TASK — Pull out every line of the data below that contains the string "white". Case counts.

DATA PROVIDED —
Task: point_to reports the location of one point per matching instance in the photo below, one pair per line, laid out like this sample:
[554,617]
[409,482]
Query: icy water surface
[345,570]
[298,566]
==
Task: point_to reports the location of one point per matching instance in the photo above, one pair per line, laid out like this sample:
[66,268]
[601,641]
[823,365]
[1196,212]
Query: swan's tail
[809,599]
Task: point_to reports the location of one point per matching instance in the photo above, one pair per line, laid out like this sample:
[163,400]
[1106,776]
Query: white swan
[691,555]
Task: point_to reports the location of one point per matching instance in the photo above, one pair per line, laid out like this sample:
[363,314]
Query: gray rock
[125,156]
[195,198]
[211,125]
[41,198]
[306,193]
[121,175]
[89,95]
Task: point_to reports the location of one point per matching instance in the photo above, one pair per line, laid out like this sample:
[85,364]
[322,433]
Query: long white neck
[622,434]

WRITTEN ANSWER —
Query: white swan
Query: long white neck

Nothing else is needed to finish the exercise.